__WRITTEN REQUEST A__.
According to the patch note below, how many bytes are truncated from the end of JITed buffers on 64-bit before disassembly?

__GIVEN TEXT__.
BEGIN
From: Abhishek Dubey <adubey@linux.ibm.com>

Ensure that the trampoline stubs JITed at the tail of the
epilogue do not expose the dummy trampoline address stored
in the last 8 bytes(64-bit) and last 4 bytes(32-bit)
to the disassembly flow. Prevent the disassembler from
ingesting this memory address, as it may occasionally decode
into a seemingly valid but incorrect instruction. Fix this
issue by truncating the last 8/4 bytes from JITed buffers
before supplying them for disassembly.

Signed-off-by: Abhishek Dubey <adubey@linux.ibm.com>
---
 .../selftests/bpf/jit_disasm_helpers.c        | 27 +++++++++++++++++--
 1 file changed, 25 insertions(+), 2 deletions(-)
END
__WRITTEN REQUEST B__.
In the entries below, transcribe every line starting with the line that contains "point_to(query) returns one keypoint per instance of the woman's" and going on through the line that contains "x=124, y=87", both included, without any change.

__MATERIAL FOR THE TASK__.
BEGIN
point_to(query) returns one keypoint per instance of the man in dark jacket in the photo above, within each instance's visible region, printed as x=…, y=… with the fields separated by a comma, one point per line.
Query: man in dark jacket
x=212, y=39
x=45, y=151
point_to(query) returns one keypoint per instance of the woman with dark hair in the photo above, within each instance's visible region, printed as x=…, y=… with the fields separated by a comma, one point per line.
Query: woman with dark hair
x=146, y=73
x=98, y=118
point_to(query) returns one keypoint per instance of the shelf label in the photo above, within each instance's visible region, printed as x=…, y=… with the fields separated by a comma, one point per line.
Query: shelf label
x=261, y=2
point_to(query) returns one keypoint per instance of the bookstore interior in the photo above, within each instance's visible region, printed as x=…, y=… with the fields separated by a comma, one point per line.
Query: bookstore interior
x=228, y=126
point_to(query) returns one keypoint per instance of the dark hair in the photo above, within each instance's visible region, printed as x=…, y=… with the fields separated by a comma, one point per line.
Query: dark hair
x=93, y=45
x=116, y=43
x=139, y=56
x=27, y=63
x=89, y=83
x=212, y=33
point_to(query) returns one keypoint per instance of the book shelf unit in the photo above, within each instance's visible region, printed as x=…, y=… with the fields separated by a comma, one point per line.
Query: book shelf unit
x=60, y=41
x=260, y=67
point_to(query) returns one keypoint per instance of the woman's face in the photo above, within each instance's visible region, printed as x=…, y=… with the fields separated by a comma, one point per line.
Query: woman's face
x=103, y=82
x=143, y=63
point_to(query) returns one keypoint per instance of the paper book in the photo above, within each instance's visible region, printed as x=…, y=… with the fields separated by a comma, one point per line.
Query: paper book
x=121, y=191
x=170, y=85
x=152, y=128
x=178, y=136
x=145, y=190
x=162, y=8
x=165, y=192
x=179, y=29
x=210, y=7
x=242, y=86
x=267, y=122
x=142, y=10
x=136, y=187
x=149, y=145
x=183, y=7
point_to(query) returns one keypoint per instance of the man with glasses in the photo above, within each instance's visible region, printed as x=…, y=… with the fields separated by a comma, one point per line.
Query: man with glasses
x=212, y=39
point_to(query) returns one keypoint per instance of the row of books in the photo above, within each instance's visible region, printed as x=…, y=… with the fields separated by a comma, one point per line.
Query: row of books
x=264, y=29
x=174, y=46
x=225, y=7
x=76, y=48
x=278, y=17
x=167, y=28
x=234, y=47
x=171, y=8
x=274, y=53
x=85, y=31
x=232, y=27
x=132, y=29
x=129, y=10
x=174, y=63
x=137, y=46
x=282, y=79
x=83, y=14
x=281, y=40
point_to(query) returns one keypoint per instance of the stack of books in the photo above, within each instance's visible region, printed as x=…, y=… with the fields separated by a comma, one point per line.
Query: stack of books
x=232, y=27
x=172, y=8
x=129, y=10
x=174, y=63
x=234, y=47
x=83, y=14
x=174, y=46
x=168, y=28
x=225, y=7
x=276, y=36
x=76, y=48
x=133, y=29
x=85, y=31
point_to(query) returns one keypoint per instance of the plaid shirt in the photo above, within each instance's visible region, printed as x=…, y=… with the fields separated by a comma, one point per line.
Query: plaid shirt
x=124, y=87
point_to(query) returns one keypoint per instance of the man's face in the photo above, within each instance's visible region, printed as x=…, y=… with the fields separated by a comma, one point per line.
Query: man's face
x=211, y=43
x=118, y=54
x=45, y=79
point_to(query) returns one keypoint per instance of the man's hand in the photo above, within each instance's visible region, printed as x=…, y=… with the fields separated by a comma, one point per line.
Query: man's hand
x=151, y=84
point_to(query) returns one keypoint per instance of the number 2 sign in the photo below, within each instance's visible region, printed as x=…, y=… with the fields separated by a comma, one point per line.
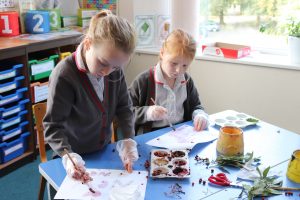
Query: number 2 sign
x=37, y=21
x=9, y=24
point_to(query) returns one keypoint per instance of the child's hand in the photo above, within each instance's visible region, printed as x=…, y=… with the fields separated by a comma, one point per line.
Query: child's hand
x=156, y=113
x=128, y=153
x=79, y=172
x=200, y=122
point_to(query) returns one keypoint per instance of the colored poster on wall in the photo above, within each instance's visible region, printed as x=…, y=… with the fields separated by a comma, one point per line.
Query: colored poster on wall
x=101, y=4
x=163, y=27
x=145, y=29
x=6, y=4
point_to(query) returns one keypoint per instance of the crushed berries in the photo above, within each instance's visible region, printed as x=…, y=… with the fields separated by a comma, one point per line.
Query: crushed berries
END
BEGIN
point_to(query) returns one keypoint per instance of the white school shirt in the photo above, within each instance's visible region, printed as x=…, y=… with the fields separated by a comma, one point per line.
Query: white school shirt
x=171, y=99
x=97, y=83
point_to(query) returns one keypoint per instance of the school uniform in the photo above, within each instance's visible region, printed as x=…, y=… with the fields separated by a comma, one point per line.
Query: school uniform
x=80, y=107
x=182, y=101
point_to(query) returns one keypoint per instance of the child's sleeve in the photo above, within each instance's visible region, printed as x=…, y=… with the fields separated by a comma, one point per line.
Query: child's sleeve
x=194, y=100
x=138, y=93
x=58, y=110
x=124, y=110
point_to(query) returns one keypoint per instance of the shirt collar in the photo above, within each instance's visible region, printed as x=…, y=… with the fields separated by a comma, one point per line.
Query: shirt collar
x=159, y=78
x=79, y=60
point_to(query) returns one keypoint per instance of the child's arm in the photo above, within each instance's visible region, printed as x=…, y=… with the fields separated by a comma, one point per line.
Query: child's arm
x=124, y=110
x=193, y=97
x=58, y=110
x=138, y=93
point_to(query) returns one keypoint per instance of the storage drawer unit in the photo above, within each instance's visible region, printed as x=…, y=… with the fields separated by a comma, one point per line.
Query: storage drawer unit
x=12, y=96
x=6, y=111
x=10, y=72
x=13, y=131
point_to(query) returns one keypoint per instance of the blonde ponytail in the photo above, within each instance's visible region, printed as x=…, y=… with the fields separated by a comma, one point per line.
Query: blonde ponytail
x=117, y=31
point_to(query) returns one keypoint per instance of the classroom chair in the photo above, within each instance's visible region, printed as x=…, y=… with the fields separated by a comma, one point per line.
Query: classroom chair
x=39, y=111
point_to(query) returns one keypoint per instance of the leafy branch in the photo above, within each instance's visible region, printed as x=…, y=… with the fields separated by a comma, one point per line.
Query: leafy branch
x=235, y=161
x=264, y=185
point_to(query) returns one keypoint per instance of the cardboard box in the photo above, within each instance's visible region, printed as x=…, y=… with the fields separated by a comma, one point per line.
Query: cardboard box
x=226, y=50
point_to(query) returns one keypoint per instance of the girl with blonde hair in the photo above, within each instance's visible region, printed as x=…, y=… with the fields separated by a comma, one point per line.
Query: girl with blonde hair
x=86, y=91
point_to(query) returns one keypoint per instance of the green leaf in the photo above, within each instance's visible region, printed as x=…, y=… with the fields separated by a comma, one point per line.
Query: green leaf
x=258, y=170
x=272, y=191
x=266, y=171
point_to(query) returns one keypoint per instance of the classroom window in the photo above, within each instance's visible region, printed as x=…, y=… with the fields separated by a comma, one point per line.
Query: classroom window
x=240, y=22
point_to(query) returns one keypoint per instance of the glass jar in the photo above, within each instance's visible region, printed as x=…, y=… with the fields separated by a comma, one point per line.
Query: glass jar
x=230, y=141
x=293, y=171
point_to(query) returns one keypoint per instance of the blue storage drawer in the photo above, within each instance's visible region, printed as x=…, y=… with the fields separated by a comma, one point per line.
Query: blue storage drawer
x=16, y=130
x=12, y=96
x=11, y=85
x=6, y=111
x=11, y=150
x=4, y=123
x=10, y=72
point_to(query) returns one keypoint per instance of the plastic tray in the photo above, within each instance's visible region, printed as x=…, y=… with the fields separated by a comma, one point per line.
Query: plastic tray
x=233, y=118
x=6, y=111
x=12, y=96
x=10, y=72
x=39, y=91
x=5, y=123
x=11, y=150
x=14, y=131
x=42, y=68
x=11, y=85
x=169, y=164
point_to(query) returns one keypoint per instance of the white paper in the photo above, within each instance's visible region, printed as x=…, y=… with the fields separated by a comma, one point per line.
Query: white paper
END
BEGIN
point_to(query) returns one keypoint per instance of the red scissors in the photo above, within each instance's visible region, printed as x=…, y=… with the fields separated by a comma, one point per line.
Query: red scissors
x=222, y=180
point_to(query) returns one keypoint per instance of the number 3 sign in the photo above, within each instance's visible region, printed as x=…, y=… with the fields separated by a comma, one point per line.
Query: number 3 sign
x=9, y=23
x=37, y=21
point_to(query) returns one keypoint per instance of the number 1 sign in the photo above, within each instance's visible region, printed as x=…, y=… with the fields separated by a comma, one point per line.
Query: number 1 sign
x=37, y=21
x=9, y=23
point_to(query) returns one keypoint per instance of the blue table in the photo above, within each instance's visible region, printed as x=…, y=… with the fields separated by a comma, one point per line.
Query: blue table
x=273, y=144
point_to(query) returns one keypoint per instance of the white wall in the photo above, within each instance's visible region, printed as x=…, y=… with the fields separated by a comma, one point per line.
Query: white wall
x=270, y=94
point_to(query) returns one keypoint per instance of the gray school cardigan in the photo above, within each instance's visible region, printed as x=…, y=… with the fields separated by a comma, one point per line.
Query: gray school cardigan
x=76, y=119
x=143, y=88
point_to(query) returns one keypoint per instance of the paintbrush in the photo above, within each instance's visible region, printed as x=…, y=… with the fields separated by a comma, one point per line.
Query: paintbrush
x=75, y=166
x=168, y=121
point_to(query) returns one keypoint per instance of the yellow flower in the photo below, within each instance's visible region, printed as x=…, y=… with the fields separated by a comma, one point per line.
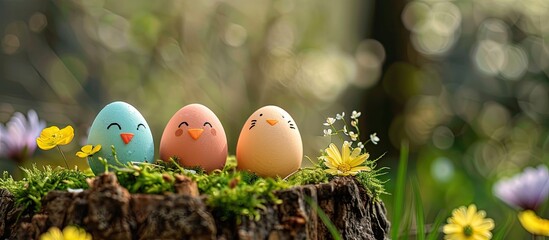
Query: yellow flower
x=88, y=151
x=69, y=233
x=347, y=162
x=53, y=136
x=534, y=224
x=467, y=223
END
__TASK RESPONSE A__.
The last 8 bytes.

__TASK RESPONSE B__.
point_to(query) returns one keypoint per instance of the woman's face in the photo above, within each instance's visible region, printed as x=…, y=… with the fields separated by a comma, one point per line.
Query: woman's face
x=103, y=82
x=143, y=63
point_to(query) returns one keypoint per instance of the paper book in the photo above, within each instance's visible region, printed as x=…, y=… with the fields separated by a comma, one point per line.
Query: paper book
x=121, y=191
x=170, y=85
x=152, y=128
x=178, y=136
x=145, y=190
x=162, y=8
x=165, y=192
x=179, y=29
x=210, y=7
x=242, y=86
x=267, y=122
x=142, y=10
x=136, y=187
x=149, y=145
x=183, y=7
point_to(query) returns one keypoint per instance of the man with glasses in the photo above, within each instance's visible region, printed as x=…, y=… with the fields separated by a comma, one point per line.
Query: man with glasses
x=212, y=39
point_to(query) returns one keypoint per instance of the row of books in the photo above, within each instance's visible region, printed as x=…, y=… with the fields separated by a comma, one point per line.
Query: row of books
x=264, y=29
x=174, y=46
x=225, y=7
x=76, y=48
x=278, y=17
x=167, y=28
x=234, y=47
x=171, y=8
x=274, y=53
x=85, y=31
x=232, y=27
x=132, y=29
x=129, y=10
x=174, y=63
x=137, y=46
x=282, y=79
x=83, y=14
x=281, y=40
point_to(query) returns one keypoint per instance of the stack of books in the photo above, within each instance's visible region, printed as x=…, y=… with the fields separated by a comma, one point per line.
Query: stack of books
x=232, y=27
x=172, y=8
x=129, y=10
x=174, y=63
x=234, y=47
x=83, y=14
x=174, y=46
x=168, y=28
x=225, y=7
x=276, y=36
x=76, y=48
x=133, y=29
x=85, y=31
point_to(query) returns one keypoint per instance of the plaid shirt in the photo above, within each instance's visible region, printed as x=…, y=… with the fields separated by a comma, one point per line.
Query: plaid shirt
x=124, y=87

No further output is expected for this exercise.